**Work instructions:** Every record should be restated exactly, with no images included.

◇ ◇ ◇ ◇ ◇ ◇ ◇

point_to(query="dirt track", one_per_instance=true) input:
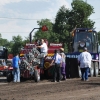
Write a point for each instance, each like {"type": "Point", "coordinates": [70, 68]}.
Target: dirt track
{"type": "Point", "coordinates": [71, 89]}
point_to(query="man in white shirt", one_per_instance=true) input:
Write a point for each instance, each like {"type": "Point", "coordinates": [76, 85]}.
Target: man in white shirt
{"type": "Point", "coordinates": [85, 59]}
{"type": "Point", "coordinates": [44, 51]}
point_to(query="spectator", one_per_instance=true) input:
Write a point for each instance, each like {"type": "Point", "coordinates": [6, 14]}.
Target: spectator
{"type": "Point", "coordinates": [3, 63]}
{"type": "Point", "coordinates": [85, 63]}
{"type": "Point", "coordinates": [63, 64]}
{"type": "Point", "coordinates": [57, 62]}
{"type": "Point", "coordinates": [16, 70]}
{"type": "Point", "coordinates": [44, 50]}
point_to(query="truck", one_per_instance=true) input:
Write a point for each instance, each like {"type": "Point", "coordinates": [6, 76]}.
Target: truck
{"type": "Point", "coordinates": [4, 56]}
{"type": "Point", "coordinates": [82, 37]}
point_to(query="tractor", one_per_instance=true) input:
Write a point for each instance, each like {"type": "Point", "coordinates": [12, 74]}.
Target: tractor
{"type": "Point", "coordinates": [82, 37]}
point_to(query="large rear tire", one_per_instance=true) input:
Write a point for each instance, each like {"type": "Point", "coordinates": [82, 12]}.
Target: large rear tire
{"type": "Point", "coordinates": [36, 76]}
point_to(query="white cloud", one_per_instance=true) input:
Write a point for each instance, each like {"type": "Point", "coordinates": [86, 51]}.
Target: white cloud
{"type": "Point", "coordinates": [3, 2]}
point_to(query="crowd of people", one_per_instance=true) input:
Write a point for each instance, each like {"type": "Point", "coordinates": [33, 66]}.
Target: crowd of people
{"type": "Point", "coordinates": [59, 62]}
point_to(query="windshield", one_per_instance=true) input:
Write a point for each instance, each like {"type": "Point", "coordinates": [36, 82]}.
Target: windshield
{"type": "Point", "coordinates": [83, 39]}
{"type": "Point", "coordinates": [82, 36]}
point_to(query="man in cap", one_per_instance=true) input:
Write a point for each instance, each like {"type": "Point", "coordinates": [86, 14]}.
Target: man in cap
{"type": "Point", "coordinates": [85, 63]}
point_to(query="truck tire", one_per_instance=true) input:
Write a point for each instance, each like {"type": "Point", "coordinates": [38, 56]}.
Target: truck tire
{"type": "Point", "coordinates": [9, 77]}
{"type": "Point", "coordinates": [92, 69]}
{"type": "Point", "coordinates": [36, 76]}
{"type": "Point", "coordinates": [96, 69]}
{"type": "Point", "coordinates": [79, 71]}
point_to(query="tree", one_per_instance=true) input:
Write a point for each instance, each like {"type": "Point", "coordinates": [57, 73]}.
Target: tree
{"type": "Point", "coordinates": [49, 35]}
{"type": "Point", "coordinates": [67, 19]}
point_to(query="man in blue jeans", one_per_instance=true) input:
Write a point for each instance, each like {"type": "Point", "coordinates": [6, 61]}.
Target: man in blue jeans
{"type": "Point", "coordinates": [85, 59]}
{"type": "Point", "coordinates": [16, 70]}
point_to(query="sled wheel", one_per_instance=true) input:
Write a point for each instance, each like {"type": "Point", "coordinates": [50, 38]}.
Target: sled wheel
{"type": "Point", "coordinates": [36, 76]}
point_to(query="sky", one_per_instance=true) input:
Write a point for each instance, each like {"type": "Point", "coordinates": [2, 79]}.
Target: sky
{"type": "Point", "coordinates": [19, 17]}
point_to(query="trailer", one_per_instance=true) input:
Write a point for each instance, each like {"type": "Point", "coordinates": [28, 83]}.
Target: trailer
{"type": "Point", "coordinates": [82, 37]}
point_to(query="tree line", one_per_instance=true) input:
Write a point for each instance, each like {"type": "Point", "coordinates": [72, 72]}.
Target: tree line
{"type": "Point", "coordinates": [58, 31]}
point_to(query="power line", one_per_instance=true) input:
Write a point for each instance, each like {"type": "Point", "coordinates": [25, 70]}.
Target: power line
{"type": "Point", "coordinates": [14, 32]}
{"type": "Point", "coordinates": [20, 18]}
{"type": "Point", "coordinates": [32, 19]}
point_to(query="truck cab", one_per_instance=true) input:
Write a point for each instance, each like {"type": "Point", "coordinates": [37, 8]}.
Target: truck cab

◇ ◇ ◇ ◇ ◇ ◇ ◇

**Solved problem:**
point_to(query="dirt track", one_per_instance=true) input:
Write a point for each instance, each like {"type": "Point", "coordinates": [70, 68]}.
Target: dirt track
{"type": "Point", "coordinates": [71, 89]}
point_to(query="man in white shirt", one_per_instance=true) input:
Write a point for each instance, each like {"type": "Point", "coordinates": [76, 85]}.
Target: man in white shirt
{"type": "Point", "coordinates": [85, 59]}
{"type": "Point", "coordinates": [44, 51]}
point_to(query="spectator", one_per_instance=true) input:
Write a point for each instance, each like {"type": "Point", "coordinates": [6, 14]}.
Target: spectator
{"type": "Point", "coordinates": [3, 63]}
{"type": "Point", "coordinates": [85, 63]}
{"type": "Point", "coordinates": [63, 64]}
{"type": "Point", "coordinates": [57, 62]}
{"type": "Point", "coordinates": [16, 70]}
{"type": "Point", "coordinates": [44, 50]}
point_to(query="truck", one_per_instance=true) input:
Write a point for each instance, each like {"type": "Point", "coordinates": [6, 76]}.
Target: truck
{"type": "Point", "coordinates": [4, 56]}
{"type": "Point", "coordinates": [82, 37]}
point_to(query="tractor", one_per_instance=true) input:
Write a point for each instance, each like {"type": "Point", "coordinates": [12, 74]}.
Target: tractor
{"type": "Point", "coordinates": [82, 37]}
point_to(query="large rear tire", one_per_instance=true) input:
Write a point for each instance, each like {"type": "Point", "coordinates": [82, 12]}.
Target: large rear tire
{"type": "Point", "coordinates": [36, 76]}
point_to(query="white cloud", one_per_instance=true) input:
Write a point for each instance, each like {"type": "Point", "coordinates": [86, 51]}.
Target: white cloud
{"type": "Point", "coordinates": [3, 2]}
point_to(query="crowd of people", one_per_instance=true) input:
Write a point for each instance, each like {"type": "Point", "coordinates": [33, 66]}.
Target: crowd of people
{"type": "Point", "coordinates": [59, 62]}
point_to(query="windshield", one_per_instance=true) input:
Write a point for each instance, each like {"type": "Point", "coordinates": [36, 82]}.
Target: windshield
{"type": "Point", "coordinates": [83, 39]}
{"type": "Point", "coordinates": [82, 36]}
point_to(query="man in cap", one_per_instance=true) input:
Write a point for each instance, each like {"type": "Point", "coordinates": [86, 14]}.
Target: man in cap
{"type": "Point", "coordinates": [85, 63]}
point_to(query="truck tire", one_per_instance=true) input:
Write a point for each instance, each like {"type": "Point", "coordinates": [38, 56]}.
Target: truck tire
{"type": "Point", "coordinates": [9, 77]}
{"type": "Point", "coordinates": [92, 69]}
{"type": "Point", "coordinates": [36, 76]}
{"type": "Point", "coordinates": [96, 69]}
{"type": "Point", "coordinates": [79, 71]}
point_to(query="tree", one_per_instance=true) input:
Write a point for each instance, each like {"type": "Point", "coordinates": [57, 73]}.
Target: tree
{"type": "Point", "coordinates": [49, 35]}
{"type": "Point", "coordinates": [67, 19]}
point_to(query="man in blue jeans", one_per_instance=true) input:
Write a point for each instance, each like {"type": "Point", "coordinates": [6, 61]}.
Target: man in blue jeans
{"type": "Point", "coordinates": [85, 59]}
{"type": "Point", "coordinates": [16, 70]}
point_to(query="sled wheel", one_per_instance=true) input:
Write a point for each instance, each like {"type": "Point", "coordinates": [50, 38]}.
Target: sled wheel
{"type": "Point", "coordinates": [36, 76]}
point_to(query="sky", one_per_instance=true) input:
Write a point for each instance, each like {"type": "Point", "coordinates": [2, 79]}.
Target: sky
{"type": "Point", "coordinates": [19, 17]}
point_to(query="trailer", one_per_instance=true) input:
Write a point for each instance, each like {"type": "Point", "coordinates": [28, 83]}.
Target: trailer
{"type": "Point", "coordinates": [82, 37]}
point_to(query="tree line", one_per_instance=true) input:
Write a point for each instance, each like {"type": "Point", "coordinates": [72, 72]}.
Target: tree line
{"type": "Point", "coordinates": [58, 31]}
point_to(query="power line", one_per_instance=true) input:
Write a point for each instance, each like {"type": "Point", "coordinates": [25, 70]}.
Target: power line
{"type": "Point", "coordinates": [14, 32]}
{"type": "Point", "coordinates": [20, 18]}
{"type": "Point", "coordinates": [32, 19]}
point_to(query="truck cab", one_per_instance=true) input:
Write a point for each instance, each like {"type": "Point", "coordinates": [37, 8]}.
Target: truck cab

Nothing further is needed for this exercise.